(What you have to do):
Rewrite the listing below, putting "on a separate line" wherever "per line" occurs and keeping all other text unchanged.

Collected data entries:
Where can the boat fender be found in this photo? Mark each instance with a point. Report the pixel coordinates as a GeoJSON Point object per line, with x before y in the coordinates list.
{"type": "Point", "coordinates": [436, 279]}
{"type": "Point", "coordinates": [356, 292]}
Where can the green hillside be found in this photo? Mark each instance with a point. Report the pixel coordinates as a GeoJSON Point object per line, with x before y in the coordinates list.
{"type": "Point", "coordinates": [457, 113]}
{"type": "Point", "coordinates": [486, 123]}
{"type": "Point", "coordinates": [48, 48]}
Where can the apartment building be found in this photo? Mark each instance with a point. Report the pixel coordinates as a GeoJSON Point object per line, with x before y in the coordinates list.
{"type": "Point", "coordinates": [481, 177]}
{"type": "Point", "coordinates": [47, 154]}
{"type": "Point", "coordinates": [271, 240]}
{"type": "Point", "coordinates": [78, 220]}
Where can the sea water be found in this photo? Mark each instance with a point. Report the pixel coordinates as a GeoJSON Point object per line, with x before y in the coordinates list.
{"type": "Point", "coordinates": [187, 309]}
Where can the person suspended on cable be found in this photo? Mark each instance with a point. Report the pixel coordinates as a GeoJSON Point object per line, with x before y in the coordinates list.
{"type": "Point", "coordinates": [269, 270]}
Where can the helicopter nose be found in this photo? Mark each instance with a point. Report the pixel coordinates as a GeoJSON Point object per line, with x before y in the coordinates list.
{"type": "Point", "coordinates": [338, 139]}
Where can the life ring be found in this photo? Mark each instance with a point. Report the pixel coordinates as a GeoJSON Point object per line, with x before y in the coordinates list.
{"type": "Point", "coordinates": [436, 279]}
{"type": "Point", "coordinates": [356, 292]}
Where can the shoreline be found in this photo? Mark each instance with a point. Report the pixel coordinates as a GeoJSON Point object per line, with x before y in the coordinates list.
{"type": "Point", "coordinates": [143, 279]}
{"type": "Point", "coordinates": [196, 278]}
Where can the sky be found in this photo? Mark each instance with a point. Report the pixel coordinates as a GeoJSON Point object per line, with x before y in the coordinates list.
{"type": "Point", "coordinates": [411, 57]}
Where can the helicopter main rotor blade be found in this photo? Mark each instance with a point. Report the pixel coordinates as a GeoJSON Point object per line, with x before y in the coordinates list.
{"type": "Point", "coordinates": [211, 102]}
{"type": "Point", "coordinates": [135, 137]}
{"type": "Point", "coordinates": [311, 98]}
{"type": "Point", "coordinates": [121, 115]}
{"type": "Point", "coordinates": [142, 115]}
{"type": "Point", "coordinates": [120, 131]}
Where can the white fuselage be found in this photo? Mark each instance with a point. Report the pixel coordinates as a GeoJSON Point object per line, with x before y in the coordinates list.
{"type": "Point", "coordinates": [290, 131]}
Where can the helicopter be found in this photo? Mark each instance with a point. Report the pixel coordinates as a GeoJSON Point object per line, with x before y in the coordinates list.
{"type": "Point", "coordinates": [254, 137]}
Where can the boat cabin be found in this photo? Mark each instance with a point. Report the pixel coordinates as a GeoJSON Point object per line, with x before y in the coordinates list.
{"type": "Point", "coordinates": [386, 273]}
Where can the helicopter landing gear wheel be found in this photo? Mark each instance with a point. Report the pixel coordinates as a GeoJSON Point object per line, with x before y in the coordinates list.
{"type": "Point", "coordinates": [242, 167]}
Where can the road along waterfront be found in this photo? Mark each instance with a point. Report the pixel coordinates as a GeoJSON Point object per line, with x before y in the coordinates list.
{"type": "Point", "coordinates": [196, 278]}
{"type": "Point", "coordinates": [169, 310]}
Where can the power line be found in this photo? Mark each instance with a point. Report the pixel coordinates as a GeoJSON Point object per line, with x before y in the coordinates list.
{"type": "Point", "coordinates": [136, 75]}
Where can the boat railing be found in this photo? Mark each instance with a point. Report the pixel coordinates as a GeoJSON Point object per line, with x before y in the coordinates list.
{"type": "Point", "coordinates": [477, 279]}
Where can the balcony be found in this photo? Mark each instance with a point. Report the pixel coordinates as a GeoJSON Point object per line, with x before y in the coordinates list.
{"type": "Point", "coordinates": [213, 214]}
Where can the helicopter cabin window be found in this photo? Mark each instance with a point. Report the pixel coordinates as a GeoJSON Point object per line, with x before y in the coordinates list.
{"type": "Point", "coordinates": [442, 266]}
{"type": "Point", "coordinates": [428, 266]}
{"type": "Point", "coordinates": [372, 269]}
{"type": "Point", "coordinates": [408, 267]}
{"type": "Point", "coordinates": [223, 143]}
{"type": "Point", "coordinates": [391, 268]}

(Output):
Where can the boat fender be found in this photo? Mark each instance with a point. Report the pixel coordinates as a GeoJSON Point object on a separate line, with x before y in the coordinates list.
{"type": "Point", "coordinates": [436, 279]}
{"type": "Point", "coordinates": [356, 292]}
Where can the green hillside be found in this photo? Mark each instance with a point. Report the pixel coordinates as a GeoJSON Point object on a separate line, with x before y in the coordinates list.
{"type": "Point", "coordinates": [457, 113]}
{"type": "Point", "coordinates": [486, 123]}
{"type": "Point", "coordinates": [48, 48]}
Where can the apartment building be found in this photo? Mark each instance with a point. Report the pixel coordinates as a GeoJSON Point object on a separate line, with x before y in the coordinates list.
{"type": "Point", "coordinates": [481, 177]}
{"type": "Point", "coordinates": [47, 154]}
{"type": "Point", "coordinates": [271, 240]}
{"type": "Point", "coordinates": [78, 220]}
Where can the sea water be found in this photo? Mark each instance with a point. Report the pixel coordinates as a GeoJSON Point object on a separate line, with x before y in the coordinates list.
{"type": "Point", "coordinates": [187, 309]}
Where can the person suspended on cable be found in this photo? Mark each instance with a point. Report the pixel coordinates as a GeoJSON Point object on a separate line, with x before y in the coordinates list.
{"type": "Point", "coordinates": [269, 270]}
Where can the helicopter nose be found in this photo? Mark each instance with a point. Report the pixel coordinates as a GeoJSON Point object on a separate line, with x before y in the coordinates list.
{"type": "Point", "coordinates": [338, 139]}
Where can the life ring be found in this photo? Mark each instance with a point. Report the pixel coordinates as a GeoJSON Point object on a separate line, with x before y in the coordinates list.
{"type": "Point", "coordinates": [436, 279]}
{"type": "Point", "coordinates": [356, 292]}
Where can the shoreline be found in this photo? Mark each instance with a point. Report the pixel coordinates as a GeoJSON Point object on a separate line, with x before y in the coordinates list.
{"type": "Point", "coordinates": [143, 279]}
{"type": "Point", "coordinates": [196, 278]}
Where can the sky be found in this photo? Mark each instance with a point. Report the pixel coordinates as a GeoJSON Point object on a separate line, with x before y in the coordinates list.
{"type": "Point", "coordinates": [411, 57]}
Where can the helicopter main rotor blade be found in this photo? Mark each instance with a point. Report the pixel coordinates as a GeoJSON Point object on a separate line, with x before y in the coordinates list.
{"type": "Point", "coordinates": [211, 102]}
{"type": "Point", "coordinates": [135, 137]}
{"type": "Point", "coordinates": [311, 98]}
{"type": "Point", "coordinates": [121, 115]}
{"type": "Point", "coordinates": [142, 115]}
{"type": "Point", "coordinates": [120, 131]}
Where can the white fuselage be found in this photo? Mark each instance with a point. Report the pixel coordinates as a GeoJSON Point object on a separate line, with x before y in the coordinates list.
{"type": "Point", "coordinates": [290, 131]}
Where can the helicopter be found in this photo? Mark each instance with a point. Report the pixel coordinates as a GeoJSON Point object on a separate line, with x before y in the coordinates list.
{"type": "Point", "coordinates": [254, 137]}
Where can the boat cabin be found in this photo? Mark each instance with a point. Report the pixel coordinates as a GeoJSON Point object on a separate line, with x before y in the coordinates list.
{"type": "Point", "coordinates": [386, 273]}
Where can the helicopter landing gear wheel be found in this photo? Mark each instance with a point. Report the pixel coordinates as a GeoJSON Point object on a separate line, with x before y in the coordinates list.
{"type": "Point", "coordinates": [242, 167]}
Where can the road along waterfront be found in this photo? Mark each instance with a point. Report the pixel coordinates as a GeoJSON Point object on a separate line, with x before y in the coordinates list.
{"type": "Point", "coordinates": [196, 278]}
{"type": "Point", "coordinates": [169, 310]}
Where can the power line be found in this photo? Mark each instance with a point. Report the pixel coordinates as a GeoJSON Point object on a separate line, with x before y in the coordinates list.
{"type": "Point", "coordinates": [136, 75]}
Where can the boat railing be found in this photo? Mark each instance with a point. Report the pixel coordinates as a GeoJSON Point object on a separate line, with x before y in the coordinates list.
{"type": "Point", "coordinates": [477, 279]}
Where can the balcony be found in this photo? Mark each instance with a point. Report the pixel coordinates as a GeoJSON Point object on a separate line, with x before y in the coordinates list.
{"type": "Point", "coordinates": [213, 214]}
Where can the helicopter cabin window be found in this photo? Mark each instance with a point. Report the pixel coordinates as a GeoJSON Point object on a separate line, with x before y in the coordinates list.
{"type": "Point", "coordinates": [442, 266]}
{"type": "Point", "coordinates": [428, 266]}
{"type": "Point", "coordinates": [372, 269]}
{"type": "Point", "coordinates": [408, 267]}
{"type": "Point", "coordinates": [223, 143]}
{"type": "Point", "coordinates": [391, 268]}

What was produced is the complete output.